=== Information shown ===

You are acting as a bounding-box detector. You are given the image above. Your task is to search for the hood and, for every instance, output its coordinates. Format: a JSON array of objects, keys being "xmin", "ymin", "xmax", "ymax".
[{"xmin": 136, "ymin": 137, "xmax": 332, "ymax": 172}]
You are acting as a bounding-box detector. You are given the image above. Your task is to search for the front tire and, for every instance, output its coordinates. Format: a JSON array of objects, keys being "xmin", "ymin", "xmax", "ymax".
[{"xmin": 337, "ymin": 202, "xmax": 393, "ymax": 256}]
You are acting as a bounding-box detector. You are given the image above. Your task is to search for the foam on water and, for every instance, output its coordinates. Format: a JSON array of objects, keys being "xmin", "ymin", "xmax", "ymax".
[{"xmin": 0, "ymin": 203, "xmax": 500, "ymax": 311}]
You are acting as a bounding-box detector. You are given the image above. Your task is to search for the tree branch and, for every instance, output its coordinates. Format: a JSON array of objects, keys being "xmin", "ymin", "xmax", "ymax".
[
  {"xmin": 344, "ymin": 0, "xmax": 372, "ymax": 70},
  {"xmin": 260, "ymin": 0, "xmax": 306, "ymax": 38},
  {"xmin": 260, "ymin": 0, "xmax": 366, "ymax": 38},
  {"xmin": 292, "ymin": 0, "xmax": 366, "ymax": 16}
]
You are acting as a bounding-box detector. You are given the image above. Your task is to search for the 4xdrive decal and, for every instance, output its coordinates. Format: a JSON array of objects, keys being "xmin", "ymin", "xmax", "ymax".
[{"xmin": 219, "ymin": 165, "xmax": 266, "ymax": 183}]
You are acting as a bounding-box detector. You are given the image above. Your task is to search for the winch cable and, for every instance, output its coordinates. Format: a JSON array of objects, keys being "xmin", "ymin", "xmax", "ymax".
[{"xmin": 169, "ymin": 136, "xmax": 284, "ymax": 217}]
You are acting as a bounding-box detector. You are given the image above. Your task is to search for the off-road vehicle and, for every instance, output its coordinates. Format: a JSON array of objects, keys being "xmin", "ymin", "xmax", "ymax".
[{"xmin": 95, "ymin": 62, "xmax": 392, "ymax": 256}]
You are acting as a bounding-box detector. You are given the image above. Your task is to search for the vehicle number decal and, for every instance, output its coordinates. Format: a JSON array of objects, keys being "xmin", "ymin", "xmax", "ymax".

===

Problem to solve:
Turn everything from the line containing "for the 4xdrive" down to the last of the lines above into a numbered list, leaving out any blank lines.

Task response:
1. You are acting as a bounding-box detector. You are given the image above. Your task is to search for the 4xdrive decal and, for every instance, output its coordinates. Format: a JSON array of objects, keys being "xmin", "ymin", "xmax", "ymax".
2. [{"xmin": 219, "ymin": 165, "xmax": 266, "ymax": 183}]
3. You are acting as a bounding-box detector. You are given the image above. Your task is to search for the winch cable and, for every instance, output its coordinates. Format: a JSON array of objects, keys being "xmin", "ymin", "xmax", "ymax".
4. [{"xmin": 169, "ymin": 136, "xmax": 284, "ymax": 217}]
5. You are acting as a bounding-box detector. You are given the image above. Your task is to search for the off-road vehicle and, for every instance, output its coordinates. Format: a JSON array of objects, keys being "xmin", "ymin", "xmax", "ymax".
6. [{"xmin": 95, "ymin": 62, "xmax": 392, "ymax": 256}]
7. You are acting as a bounding-box detector. You are given the image above. Your task is to search for the vehicle number decal and, for every instance, output its coordinates. Format: a JSON array of objects, keys being "xmin", "ymin", "xmax", "ymax".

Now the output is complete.